**WHAT NEEDS TO BE DONE:**
How many lines of the data below contain the string "stem"? Matching is case-sensitive; reply with the number only.

(Stored dataset items)
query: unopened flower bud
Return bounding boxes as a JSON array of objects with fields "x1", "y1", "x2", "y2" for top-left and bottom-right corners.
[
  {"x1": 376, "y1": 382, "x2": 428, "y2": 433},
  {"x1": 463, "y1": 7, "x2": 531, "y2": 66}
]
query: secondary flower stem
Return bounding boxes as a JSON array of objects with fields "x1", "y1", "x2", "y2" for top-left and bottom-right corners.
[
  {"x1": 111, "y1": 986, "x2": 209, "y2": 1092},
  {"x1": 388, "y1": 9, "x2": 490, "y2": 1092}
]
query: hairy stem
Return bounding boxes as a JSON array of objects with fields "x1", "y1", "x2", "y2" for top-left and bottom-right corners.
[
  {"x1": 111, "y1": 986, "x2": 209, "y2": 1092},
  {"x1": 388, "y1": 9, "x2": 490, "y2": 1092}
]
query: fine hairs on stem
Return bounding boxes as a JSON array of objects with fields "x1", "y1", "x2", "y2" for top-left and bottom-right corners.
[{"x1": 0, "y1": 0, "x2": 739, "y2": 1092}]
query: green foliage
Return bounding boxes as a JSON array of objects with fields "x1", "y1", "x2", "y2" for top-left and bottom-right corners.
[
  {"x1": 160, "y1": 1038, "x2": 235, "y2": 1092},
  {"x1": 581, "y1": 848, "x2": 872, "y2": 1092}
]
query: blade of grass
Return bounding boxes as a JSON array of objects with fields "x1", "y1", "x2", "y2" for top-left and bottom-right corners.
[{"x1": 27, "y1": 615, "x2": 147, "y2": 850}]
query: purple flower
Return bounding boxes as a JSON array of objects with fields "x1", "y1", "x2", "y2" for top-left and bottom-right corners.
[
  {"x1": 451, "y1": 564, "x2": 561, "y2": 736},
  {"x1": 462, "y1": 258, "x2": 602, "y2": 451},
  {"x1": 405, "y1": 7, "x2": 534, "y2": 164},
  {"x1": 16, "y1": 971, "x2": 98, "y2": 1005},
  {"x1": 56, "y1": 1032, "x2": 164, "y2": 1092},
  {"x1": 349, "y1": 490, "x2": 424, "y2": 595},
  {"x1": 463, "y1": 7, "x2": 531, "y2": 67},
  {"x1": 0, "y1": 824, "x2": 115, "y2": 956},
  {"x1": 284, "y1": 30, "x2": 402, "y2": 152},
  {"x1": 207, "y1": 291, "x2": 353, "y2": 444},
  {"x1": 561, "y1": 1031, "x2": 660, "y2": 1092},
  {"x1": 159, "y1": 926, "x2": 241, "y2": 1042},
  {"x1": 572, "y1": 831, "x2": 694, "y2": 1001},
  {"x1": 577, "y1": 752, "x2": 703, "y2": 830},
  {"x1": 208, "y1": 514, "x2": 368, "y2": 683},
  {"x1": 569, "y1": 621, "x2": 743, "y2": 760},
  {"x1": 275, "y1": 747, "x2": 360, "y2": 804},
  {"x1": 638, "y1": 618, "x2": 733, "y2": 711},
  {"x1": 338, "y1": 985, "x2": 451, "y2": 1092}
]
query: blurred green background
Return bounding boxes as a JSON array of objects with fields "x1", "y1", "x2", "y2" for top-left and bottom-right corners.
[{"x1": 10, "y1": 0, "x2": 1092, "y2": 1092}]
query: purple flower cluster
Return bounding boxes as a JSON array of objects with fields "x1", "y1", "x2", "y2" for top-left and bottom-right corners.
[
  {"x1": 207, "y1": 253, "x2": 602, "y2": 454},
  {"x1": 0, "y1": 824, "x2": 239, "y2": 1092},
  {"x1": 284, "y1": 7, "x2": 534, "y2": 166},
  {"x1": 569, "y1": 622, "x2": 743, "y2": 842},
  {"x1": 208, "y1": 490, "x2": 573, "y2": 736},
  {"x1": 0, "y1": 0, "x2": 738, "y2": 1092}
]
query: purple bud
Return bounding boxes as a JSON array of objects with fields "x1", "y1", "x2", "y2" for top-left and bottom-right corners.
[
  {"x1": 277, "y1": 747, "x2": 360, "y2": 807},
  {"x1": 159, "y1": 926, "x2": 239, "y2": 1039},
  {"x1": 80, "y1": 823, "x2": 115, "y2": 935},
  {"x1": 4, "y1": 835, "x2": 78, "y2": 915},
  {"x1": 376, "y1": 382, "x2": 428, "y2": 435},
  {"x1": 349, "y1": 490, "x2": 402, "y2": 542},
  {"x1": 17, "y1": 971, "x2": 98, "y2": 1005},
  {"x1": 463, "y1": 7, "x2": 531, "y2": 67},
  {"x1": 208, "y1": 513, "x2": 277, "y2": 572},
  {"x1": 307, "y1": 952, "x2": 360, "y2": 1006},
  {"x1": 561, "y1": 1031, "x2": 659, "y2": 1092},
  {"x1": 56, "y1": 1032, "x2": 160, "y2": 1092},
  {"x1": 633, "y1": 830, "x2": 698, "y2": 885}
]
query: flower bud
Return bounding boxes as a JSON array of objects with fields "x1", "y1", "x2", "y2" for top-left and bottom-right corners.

**WRITTEN ANSWER:**
3